DOCUMENT EXCERPT —
It would be no exaggeration to say that Neil was responsible for shaping the landscape of Canberra’s contemporary art scene. He was active on the boards of the Contemporary Art Space, Studio One and Muse and fostered the alternative activities of Bitumen River Gallery in Manuka before it was subsumed into the Contemporary Art Space. He also literally helped to shape Canberra’s inner cityscape through his public art works House Proud at the Playhouse and The Fourth Pillar at the ACT Magistrates Court and through his contribution to the planning stages for the refurbishment of parts of the city centre.

Neil was also an exceptional events manager. As coordinator of the 1995 Canberra National Sculpture Forum, he gained a weekend of unwanted but humorously-borne notoriety when he defended, and finally gave a decent burial to, Greg Taylor’s notorious sculpture Phil and Liz Down by the Lake. If the Sculpture Forum debacle displayed his grace under fire, his handling of the ambitious Contemporary Art Space project Archives and the Everyday in 1997 was also exemplary: the way in which he negotiated the complexities of reconciling the often conflicting needs of eight wayward artists and eight national archives was a model of diplomacy and the enriching opportunities which the project afforded to all of its participants is a memorial to his generosity and skill.

DATASET EXTRACT —
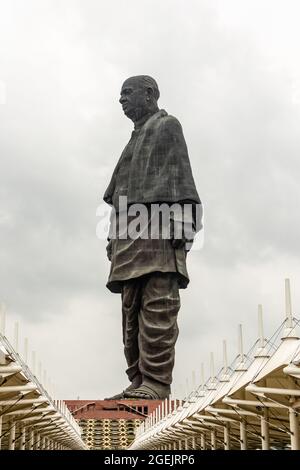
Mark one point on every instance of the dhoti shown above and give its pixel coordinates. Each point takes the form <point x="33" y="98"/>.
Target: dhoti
<point x="150" y="305"/>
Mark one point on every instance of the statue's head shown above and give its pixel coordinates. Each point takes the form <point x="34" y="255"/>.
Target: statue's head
<point x="139" y="96"/>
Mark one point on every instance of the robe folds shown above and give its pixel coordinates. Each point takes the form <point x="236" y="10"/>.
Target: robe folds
<point x="160" y="169"/>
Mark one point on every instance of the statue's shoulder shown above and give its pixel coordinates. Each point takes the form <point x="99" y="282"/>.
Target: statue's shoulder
<point x="169" y="122"/>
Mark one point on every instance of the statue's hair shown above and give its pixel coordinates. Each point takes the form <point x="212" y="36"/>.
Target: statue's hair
<point x="147" y="82"/>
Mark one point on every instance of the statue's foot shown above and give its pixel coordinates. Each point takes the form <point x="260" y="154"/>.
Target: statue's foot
<point x="149" y="390"/>
<point x="136" y="382"/>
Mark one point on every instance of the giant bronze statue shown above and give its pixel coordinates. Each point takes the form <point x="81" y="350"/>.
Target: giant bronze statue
<point x="154" y="169"/>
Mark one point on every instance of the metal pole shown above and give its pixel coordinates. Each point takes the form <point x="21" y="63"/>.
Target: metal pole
<point x="213" y="439"/>
<point x="31" y="434"/>
<point x="243" y="434"/>
<point x="23" y="438"/>
<point x="12" y="435"/>
<point x="227" y="436"/>
<point x="294" y="427"/>
<point x="265" y="436"/>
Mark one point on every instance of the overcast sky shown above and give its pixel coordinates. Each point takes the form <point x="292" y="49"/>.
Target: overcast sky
<point x="229" y="70"/>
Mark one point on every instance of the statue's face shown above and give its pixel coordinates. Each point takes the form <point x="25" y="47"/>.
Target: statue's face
<point x="134" y="99"/>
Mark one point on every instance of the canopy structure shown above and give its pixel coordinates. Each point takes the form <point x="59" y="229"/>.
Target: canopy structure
<point x="29" y="418"/>
<point x="252" y="404"/>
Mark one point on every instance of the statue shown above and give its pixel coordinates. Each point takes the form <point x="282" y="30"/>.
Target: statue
<point x="153" y="170"/>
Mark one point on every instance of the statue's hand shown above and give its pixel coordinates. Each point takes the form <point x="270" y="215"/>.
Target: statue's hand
<point x="183" y="241"/>
<point x="109" y="250"/>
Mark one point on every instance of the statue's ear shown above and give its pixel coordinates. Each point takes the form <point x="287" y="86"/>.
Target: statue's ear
<point x="150" y="92"/>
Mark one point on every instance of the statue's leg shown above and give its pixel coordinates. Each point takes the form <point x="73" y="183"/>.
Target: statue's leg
<point x="158" y="332"/>
<point x="131" y="304"/>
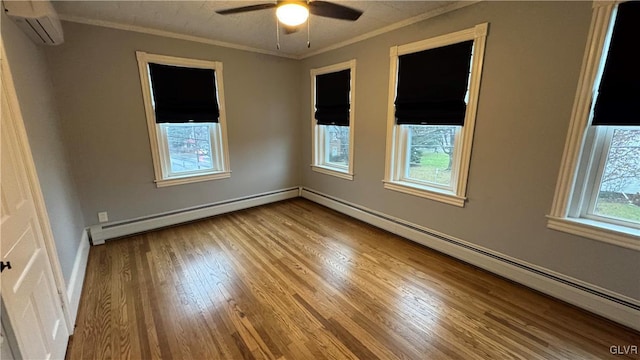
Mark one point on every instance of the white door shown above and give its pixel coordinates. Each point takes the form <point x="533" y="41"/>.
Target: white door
<point x="29" y="291"/>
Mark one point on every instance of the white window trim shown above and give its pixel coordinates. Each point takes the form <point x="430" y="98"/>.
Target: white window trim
<point x="574" y="152"/>
<point x="456" y="197"/>
<point x="155" y="137"/>
<point x="317" y="164"/>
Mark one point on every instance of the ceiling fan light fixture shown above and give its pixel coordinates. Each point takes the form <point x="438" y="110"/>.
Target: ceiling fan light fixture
<point x="292" y="14"/>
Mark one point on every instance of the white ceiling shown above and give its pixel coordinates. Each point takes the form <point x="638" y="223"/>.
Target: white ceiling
<point x="252" y="30"/>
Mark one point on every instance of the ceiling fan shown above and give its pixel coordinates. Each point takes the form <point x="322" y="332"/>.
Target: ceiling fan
<point x="292" y="14"/>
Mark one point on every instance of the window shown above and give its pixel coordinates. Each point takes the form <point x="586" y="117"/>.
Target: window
<point x="598" y="191"/>
<point x="333" y="94"/>
<point x="433" y="96"/>
<point x="184" y="104"/>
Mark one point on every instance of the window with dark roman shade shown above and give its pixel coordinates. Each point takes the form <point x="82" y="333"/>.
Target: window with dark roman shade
<point x="332" y="98"/>
<point x="432" y="85"/>
<point x="183" y="94"/>
<point x="618" y="101"/>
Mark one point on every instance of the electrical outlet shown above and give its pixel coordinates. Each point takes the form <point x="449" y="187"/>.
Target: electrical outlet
<point x="103" y="216"/>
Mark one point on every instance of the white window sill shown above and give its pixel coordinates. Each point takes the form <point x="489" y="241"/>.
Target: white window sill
<point x="425" y="192"/>
<point x="343" y="174"/>
<point x="609" y="233"/>
<point x="192" y="179"/>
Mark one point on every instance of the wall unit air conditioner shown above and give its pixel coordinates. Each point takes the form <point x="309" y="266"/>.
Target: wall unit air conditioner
<point x="38" y="19"/>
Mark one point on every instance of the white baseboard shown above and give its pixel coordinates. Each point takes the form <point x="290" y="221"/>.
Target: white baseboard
<point x="102" y="232"/>
<point x="619" y="308"/>
<point x="74" y="288"/>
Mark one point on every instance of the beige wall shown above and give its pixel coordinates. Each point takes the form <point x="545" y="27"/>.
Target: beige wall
<point x="95" y="76"/>
<point x="532" y="63"/>
<point x="35" y="95"/>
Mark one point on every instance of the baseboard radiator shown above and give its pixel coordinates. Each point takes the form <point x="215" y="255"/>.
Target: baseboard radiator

GOAL — According to the passage on Neil, which event did he coordinate in 1995? Work only from the passage on Neil.

OUTPUT OF THE TASK — The Canberra National Sculpture Forum.